# Text block:
┄┄┄┄┄┄┄┄┄┄┄┄┄┄┄┄┄┄┄┄

Who of us optimizers didn't try to get rid of the annoying idea drilling into our brains: if the supplementary tags are useless, why do I write them, and if they are useful, why did I speak in favor of the contrary today on the forum.
The only way out I saw was to resolve this question once and forever by experiment.
How exactly the auxiliary tags influence the rankings of the page is a topic for the further articles. For starters, let's just find out which tags are detected by the search engine robots and which slip out of the scope of their attention. The essence of the experiment is simple – as always: all tags of interest are stuffed with unique keywords that didn't exist before and are just random sequences of symbols especially generated for our experiment. After the pages get indexed, we will query the search engines for these abracadabra keywords.
The experimental pages look just terrible to the human visitors, but that's definitely not their target audience :). And let search engines excuse us – we just work towards better understanding between them and us, and finally, everyone wins.
For the experiment, I've taken the most widespread HTML tags, and here's my result.

┄┄┄┄┄┄┄┄┄┄┄┄┄┄┄┄┄┄┄┄

# Given information:
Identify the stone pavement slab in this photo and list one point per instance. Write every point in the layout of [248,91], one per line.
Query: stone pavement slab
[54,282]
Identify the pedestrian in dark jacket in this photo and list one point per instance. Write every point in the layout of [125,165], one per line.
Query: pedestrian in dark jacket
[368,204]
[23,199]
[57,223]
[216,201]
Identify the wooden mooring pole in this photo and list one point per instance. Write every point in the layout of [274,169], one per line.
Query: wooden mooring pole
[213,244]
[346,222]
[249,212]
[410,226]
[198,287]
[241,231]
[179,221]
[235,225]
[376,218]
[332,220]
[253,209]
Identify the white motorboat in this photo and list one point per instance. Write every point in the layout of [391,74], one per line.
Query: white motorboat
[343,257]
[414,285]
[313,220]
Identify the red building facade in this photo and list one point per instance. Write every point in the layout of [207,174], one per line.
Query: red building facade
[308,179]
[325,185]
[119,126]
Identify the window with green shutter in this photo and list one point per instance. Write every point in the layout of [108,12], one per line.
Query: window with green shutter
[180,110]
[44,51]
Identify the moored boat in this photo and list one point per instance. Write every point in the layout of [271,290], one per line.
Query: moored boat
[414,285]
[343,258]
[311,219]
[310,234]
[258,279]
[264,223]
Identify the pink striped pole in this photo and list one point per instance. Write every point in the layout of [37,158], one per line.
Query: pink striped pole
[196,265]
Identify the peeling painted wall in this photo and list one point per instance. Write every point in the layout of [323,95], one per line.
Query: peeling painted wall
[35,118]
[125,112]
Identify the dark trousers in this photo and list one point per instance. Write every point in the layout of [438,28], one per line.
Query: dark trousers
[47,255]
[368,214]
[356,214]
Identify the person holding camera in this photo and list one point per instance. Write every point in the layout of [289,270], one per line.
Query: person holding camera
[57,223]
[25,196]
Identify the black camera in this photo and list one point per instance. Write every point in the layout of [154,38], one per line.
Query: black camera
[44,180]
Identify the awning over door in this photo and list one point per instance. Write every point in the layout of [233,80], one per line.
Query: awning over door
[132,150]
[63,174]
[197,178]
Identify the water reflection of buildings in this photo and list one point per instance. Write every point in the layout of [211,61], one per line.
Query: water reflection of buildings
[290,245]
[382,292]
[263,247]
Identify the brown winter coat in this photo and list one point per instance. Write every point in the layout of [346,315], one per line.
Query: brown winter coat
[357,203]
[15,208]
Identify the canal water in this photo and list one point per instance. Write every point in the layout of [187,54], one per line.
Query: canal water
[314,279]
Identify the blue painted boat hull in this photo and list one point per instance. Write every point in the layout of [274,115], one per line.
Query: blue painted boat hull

┄┄┄┄┄┄┄┄┄┄┄┄┄┄┄┄┄┄┄┄

# Given problem 1:
Repeat the passage of the tag experiment text from "The experimental pages" up to and including "here's my result.", substituting "test pages" for "experimental pages".
# Given problem 2:
Pick up the text about the HTML tag experiment after its final sentence and carry it on.

# Task response 1:
The test pages look just terrible to the human visitors, but that's definitely not their target audience :). And let search engines excuse us – we just work towards better understanding between them and us, and finally, everyone wins.
For the experiment, I've taken the most widespread HTML tags, and here's my result.

# Task response 2:
| Keyword |
Google |
Yahoo! |
MSN |
| <title> |
1 |
1 |
1 |
| meta name="keywords" |
- |
1 |
- |
| meta name="description" |
- |
1 |
- |
| meta name="author" |
- |
- |
- |
| meta name="copyright" |
- |
- |
- |
| meta name="date" |
- |
- |
- |
| headings H1-H6 |
1 |
1 |
1 |
| text in link |
1 |
1 |
1 |
| link's title |
- |
- |
- |
| ALT |
1 |
- |
- |
| file name |
- |
- |
- |
| mailto: |
1 |
1 |
- |
As it has been suggested, TITLE proves to be a completely visible tag. I couldn't even discover its visibility limit – after I advanced to stuffing as many as 1000 characters into the title tag, I still could find its complete contents in all of the search engines.
The main META tags – "keywords" and "description" – are still fully indexed by Yahoo, like a good while ago. Google and MSN ignore these elements, although MSN recommends writing the META description on its page for webmasters, and even explains how to do that. I was unable to find the solution to this contradiction.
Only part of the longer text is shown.